[START OF SUPPLIED PASSAGE]

Matthias Schmelzer: The book grew out of my master’s thesis at Humboldt University. The political context was quite significant—it was right after the 2008 financial crash. I was politically involved in the anti-globalization protests, particularly with a transnational network called ATTAC, which organized demonstrations in several European countries and around the world against financial capitalism and austerity.
From that experience, I became interested in the deeper historical roots of the crisis and the specific form it took. As a historian, I wanted to analyze neoliberalism as a historical project. I had first learned about the Mont Pèlerin Society (MPS), the organized collective of neoliberals on whom I focus, while studying at Berkeley with Gillian Hart, and then I connected with Dieter Plehwe in Berlin, who was already working on the Society. We formed a working group with other scholars and spent several years studying neoliberalism through the lens of this network of intellectuals, think-tank entrepreneurs, and capitalists centered around Friedrich Hayek, Ludwig von Mises, and Milton Friedman, who had called themselves neoliberals since the 1930s and held annual meetings from 1947 onwards until today.
What I found most fascinating in the archives—especially in the one in Ghent, where records of the Society’s meetings are stored—were the internal divisions within this network or thought collective. The central controversy was a technical but deeply consequential issue: what kind of monetary system to support as an alternative to the Bretton Woods system.
From the Great Depression until well into the 1960s, most economists and policymakers saw free markets for international capital and currency flows as far too destabilizing for a robust and well-functioning capitalism. But those neoliberals within and around the MPS disagreed, and the Bretton Woods order of fixed but adjustable exchange rates and strict capital controls was a major irritant to them. In their eyes, capital and exchange controls counted among the gravest threats not only to the market system but to Western civilization itself.
Zooming in on the debates and activities of this network, I argue that neoliberals deliberately sought to unleash capital against democracy. They set out to use financial deregulation and capital flows to discipline, limit and ultimately frustrate all forms of democratic decision-making at odds with the requirements of markets and profits. The book thus analyses the origins of the contemporary deregulated financial system—of flexible exchange rates and free capital flows—that continues to bring the global economy to the brink of collapse.

[END OF SUPPLIED PASSAGE]

SHORT EXERCISE 1
Answer these questions from the interview excerpt, one line each:
(a) What piece of academic work did the book grow out of?
(b) In which city's archive are the records of the Society's meetings stored?
(c) From what year has the network held annual meetings?

[START OF DATASET EXTRACT]

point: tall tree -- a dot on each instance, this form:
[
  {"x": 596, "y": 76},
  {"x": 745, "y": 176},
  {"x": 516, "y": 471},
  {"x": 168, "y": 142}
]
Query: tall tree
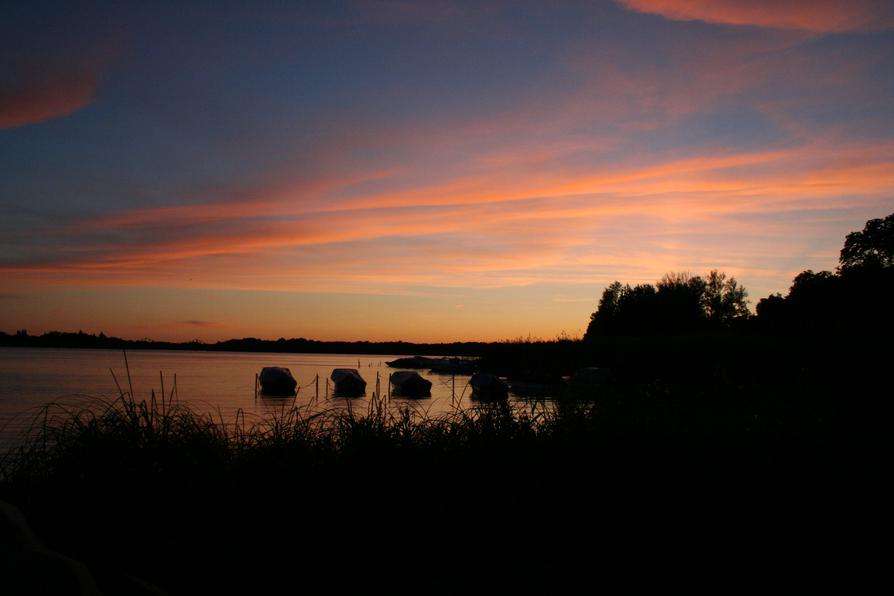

[END OF DATASET EXTRACT]

SHORT EXERCISE 2
Update the listing above so that "tall tree" becomes "pine tree" everywhere it occurs, with everything else unchanged. Leave the picture out of your answer.

EXERCISE RESPONSE 1
(a) A master's thesis at Humboldt University.
(b) Ghent.
(c) 1947.

EXERCISE RESPONSE 2
point: pine tree -- a dot on each instance, this form:
[
  {"x": 596, "y": 76},
  {"x": 745, "y": 176},
  {"x": 516, "y": 471},
  {"x": 168, "y": 142}
]
Query: pine tree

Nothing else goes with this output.